DIRECTION:
Retype all the entries word for word, but omit the pictures.

Point labeling examples
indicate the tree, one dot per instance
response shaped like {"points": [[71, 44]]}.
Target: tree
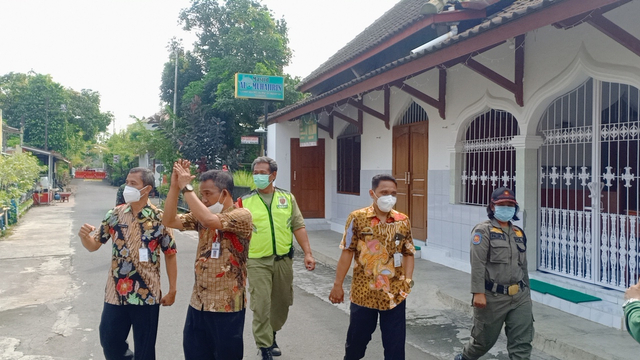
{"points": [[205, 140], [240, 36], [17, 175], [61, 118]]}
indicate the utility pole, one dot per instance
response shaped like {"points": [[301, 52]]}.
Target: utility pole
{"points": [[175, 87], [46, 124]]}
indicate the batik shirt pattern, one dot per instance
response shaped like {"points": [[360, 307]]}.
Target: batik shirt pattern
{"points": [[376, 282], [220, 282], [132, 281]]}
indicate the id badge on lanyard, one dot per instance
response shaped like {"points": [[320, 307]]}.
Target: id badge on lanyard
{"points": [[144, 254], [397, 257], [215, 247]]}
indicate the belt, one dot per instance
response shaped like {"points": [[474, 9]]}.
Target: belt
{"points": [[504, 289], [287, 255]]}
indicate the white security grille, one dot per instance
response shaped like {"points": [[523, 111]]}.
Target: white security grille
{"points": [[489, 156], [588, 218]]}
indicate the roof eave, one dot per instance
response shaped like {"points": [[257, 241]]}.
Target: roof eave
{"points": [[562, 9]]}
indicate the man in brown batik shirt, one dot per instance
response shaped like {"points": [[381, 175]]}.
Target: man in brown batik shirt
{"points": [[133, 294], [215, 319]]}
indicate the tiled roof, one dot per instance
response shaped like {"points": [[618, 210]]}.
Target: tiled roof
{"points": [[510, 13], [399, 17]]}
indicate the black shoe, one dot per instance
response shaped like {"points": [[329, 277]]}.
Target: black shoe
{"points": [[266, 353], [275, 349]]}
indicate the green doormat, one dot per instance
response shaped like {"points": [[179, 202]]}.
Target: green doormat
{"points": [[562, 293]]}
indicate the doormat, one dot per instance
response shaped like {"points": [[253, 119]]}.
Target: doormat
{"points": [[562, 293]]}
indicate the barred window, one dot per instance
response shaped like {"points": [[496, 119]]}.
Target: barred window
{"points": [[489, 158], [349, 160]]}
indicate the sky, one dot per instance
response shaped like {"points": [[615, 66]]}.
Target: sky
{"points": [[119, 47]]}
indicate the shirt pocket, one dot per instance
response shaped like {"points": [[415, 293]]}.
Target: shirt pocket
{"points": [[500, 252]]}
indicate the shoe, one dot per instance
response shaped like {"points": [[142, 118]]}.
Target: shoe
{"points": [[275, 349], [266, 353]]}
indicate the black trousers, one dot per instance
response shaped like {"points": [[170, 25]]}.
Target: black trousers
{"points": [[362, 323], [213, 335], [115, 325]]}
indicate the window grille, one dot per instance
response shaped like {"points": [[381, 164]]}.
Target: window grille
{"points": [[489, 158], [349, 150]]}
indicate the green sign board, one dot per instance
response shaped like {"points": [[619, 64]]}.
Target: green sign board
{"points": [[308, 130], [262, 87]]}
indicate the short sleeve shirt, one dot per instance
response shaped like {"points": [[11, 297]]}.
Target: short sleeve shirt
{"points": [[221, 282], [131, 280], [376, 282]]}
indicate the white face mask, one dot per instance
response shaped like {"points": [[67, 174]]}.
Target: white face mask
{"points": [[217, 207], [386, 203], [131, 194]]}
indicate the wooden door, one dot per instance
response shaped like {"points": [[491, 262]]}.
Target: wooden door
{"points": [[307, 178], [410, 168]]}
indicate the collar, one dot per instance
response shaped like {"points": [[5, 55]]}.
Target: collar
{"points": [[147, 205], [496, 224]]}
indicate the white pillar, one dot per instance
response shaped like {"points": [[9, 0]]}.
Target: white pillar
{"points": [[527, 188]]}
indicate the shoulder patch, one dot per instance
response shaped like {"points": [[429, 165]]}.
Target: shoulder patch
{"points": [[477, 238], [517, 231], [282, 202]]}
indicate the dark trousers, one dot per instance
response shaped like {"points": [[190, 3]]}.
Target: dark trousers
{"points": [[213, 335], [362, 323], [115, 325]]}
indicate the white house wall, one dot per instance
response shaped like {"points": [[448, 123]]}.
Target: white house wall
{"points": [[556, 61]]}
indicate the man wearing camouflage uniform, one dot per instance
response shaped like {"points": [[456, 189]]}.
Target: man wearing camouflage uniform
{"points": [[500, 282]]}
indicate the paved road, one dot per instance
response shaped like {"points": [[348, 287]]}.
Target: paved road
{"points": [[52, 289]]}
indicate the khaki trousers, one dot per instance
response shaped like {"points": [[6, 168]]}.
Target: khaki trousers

RESULT OF THE TASK:
indicate the tree, one dot per instance
response shaped like {"points": [[71, 44]]}.
Target: tree
{"points": [[205, 140], [240, 36], [17, 175], [61, 118]]}
indicate the utility pole, one dot per instance
response shaped like {"points": [[301, 52]]}.
Target: utility pole
{"points": [[175, 87], [46, 124]]}
indicate the batik shirt pattern, one dot per instance
response shaped like {"points": [[360, 307]]}.
Target: batik shirt pattern
{"points": [[376, 282], [220, 282], [132, 281]]}
indicate the id badge on lanyard, one dot per instance
response shaped like {"points": [[320, 307]]}.
Target: id badge on lanyard
{"points": [[144, 254], [397, 257], [215, 247]]}
indicate the belt, one dot per instance
response shaped like {"points": [[474, 9]]}.
Target: belt
{"points": [[504, 289], [287, 255]]}
indicate the white security grille, one dot per instance
response shaped like {"points": [[523, 111]]}.
Target: white security grille
{"points": [[489, 156], [588, 218]]}
indicate the roof eave, one dot per instance
response shaped like {"points": [[257, 241]]}.
Target: roof eave
{"points": [[562, 9]]}
indicate the man in brown batik shirt, one dot per instance
response shaped like {"points": [[381, 175]]}.
Target: man in brown batik shirt
{"points": [[133, 294], [215, 319]]}
indicate the tiled roof, one dot per instance
response shaped like {"points": [[618, 210]]}.
Target: tiled roof
{"points": [[510, 13], [399, 17]]}
indicate the black shoe, one dot per instance
response shaped like {"points": [[329, 277]]}.
Target: black shoe
{"points": [[266, 353], [275, 349]]}
indicate the green doormat, one dot per instance
response shaped like {"points": [[179, 202]]}.
Target: green doormat
{"points": [[562, 293]]}
indicate the doormat, one dot per instance
response shaped like {"points": [[253, 119]]}.
Target: doormat
{"points": [[562, 293]]}
indicate the barred window, one dot per instance
response shaped like {"points": [[496, 119]]}.
Target: barred window
{"points": [[489, 158], [349, 160]]}
indicate the sky, one dot per instance
response shaped like {"points": [[615, 66]]}.
Target: sky
{"points": [[119, 47]]}
indicate the shirt pocket, one dot per instance
response shaped like {"points": [[415, 293]]}.
Target: shirt pocket
{"points": [[500, 252]]}
indicate the shoe, one dot per instance
response shaped like {"points": [[142, 118]]}.
Target: shoe
{"points": [[275, 349], [266, 353]]}
indicate the black trousers, one dot per instance
response shaped like {"points": [[170, 25]]}.
Target: black trousers
{"points": [[362, 323], [213, 335], [115, 325]]}
indicate the window grille, one dot per instance
response shaped like {"points": [[381, 164]]}.
Target: window grille
{"points": [[489, 158], [349, 150]]}
indicate the green sign board, one dot per instance
response shaped like {"points": [[619, 64]]}.
Target: green sign board
{"points": [[308, 130], [262, 87]]}
indicate the short sleeve shirt, one dot per instance
response shaped like {"points": [[11, 297]]}.
Target: short sleeve shirt
{"points": [[221, 282], [131, 280], [376, 282]]}
indicate the white face mask, one dot per instance
response shaped like {"points": [[67, 174]]}.
Target: white face mask
{"points": [[217, 207], [386, 203], [131, 194]]}
indicate the wooden door, one dot per instance
response shaped like {"points": [[491, 262]]}.
Target: wooden door
{"points": [[307, 178], [410, 168]]}
indicate the collar, one dot per instance
response shaped like {"points": [[5, 55]]}.
Target: collar
{"points": [[147, 205], [496, 224]]}
indicate the white pillar, one dot per instance
response shaped like {"points": [[9, 0]]}.
Target: white pillar
{"points": [[527, 188]]}
indicate the shoulder patch, one dot per instance
response shaped like {"points": [[429, 165]]}.
Target: shoulder patch
{"points": [[477, 238], [517, 231], [282, 202]]}
indicate the dark trousers, one dot per instance
response shaped like {"points": [[190, 3]]}.
Target: dark trousers
{"points": [[213, 335], [362, 323], [115, 325]]}
indicate the white house wall, one dot per instance
response shaped like {"points": [[448, 123]]}.
Target: white house wall
{"points": [[556, 61]]}
indicate the man wearing camouflage uniform, one dot per instance
response shaped like {"points": [[456, 189]]}.
Target: man wearing camouflage uniform
{"points": [[500, 282]]}
indicate the paved road, one dot per instance
response shaped like {"points": [[348, 287]]}.
Target: paved road
{"points": [[52, 289]]}
indicate the khaki trousers, one dot per instance
response shaped like {"points": [[6, 168]]}.
Target: khaki trousers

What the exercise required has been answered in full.